** Start Source text **

Data management in high-energy and nuclear physics (HENP) is unique in its combination of scale and complexity. Each HENP experiment requires the intellect and labor of hundreds or thousands of physicists at universities and laboratories all over the nation or the world. Our data analysis capability limits the number of collisions that can be studied. Today’s limit for the complex and granular HENP data is around one petabyte. At this limit, it can take many months for a student to try a simple new analysis idea.
We propose a revolutionary advance in the science of distributed data management and analysis in high-energy and nuclear physics. The goal is to give data-management intelligence to networked computers and storage such that queries that might have taken months or years could be completed in minutes or hours. We also propose an increasingly rigorous approach to the design and exploitation of HENP data-management systems. Systems are built from mass storage (tape), caches (disk), wide-area networks, computers and HENP-specific or commercial software components. The rigorous approach requires that existing systems be instrumented and that models be developed that can predict the behavior of new or improved systems. The models will facilitate rapid evaluation and improvement of new approaches in the science of HENP data management. Dedicated testbeds will be created so that the more adventurous new ideas can be explored. The potential benefits of this HENP-motivated data-management science for other data-intensive sciences and for industry will be vigorously pursued.
We will be able to deal with the number of collisions in HENP experiments by factors of tens or hundreds. The need to make dangerous guesses about which collisions are worth recording will be reduced. The precision of physics measurements will increase and the sensitivity to the unexpected will be vastly improved.

** End Source text **
** Start Data listing **

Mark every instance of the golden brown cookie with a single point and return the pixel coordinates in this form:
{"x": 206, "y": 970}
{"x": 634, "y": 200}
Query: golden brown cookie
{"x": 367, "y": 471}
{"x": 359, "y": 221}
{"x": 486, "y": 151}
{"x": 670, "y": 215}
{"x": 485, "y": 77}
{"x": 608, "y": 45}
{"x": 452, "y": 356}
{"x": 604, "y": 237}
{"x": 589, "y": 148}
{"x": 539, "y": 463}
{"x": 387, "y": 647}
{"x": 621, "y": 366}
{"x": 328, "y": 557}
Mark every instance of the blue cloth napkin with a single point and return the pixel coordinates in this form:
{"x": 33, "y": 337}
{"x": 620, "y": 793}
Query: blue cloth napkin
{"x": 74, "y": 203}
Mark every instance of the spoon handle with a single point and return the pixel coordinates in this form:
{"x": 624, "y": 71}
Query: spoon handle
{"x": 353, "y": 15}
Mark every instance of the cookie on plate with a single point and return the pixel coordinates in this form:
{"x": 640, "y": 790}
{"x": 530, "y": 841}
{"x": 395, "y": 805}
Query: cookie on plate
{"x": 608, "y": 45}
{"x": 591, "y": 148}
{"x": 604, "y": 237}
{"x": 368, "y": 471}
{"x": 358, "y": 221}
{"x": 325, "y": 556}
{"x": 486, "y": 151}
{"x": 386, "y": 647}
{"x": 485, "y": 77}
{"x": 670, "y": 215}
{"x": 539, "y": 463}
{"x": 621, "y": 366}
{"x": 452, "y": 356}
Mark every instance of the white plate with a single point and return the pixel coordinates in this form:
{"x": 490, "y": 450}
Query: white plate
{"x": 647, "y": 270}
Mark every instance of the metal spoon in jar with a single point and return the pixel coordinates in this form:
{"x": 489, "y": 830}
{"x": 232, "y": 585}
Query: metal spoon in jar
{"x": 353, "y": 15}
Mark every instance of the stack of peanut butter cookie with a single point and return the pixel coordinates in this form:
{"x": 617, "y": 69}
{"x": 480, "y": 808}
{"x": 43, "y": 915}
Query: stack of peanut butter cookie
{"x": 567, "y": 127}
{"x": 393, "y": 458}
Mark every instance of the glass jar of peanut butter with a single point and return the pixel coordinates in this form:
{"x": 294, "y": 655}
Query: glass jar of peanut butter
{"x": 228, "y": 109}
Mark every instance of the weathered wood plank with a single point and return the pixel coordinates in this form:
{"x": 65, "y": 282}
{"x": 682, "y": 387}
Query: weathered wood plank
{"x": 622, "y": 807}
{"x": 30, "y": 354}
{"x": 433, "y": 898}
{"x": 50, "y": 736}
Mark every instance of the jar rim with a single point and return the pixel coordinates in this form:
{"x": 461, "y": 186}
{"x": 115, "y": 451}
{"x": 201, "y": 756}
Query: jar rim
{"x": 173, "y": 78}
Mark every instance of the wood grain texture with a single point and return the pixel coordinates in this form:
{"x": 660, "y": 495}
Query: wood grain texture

** End Data listing **

Exercise brief => Reproduce the portion of the passage above on data management in high-energy and nuclear physics that lies between "We will be able" and "be vastly improved.", inclusive.

Task result =>
We will be able to deal with the number of collisions in HENP experiments by factors of tens or hundreds. The need to make dangerous guesses about which collisions are worth recording will be reduced. The precision of physics measurements will increase and the sensitivity to the unexpected will be vastly improved.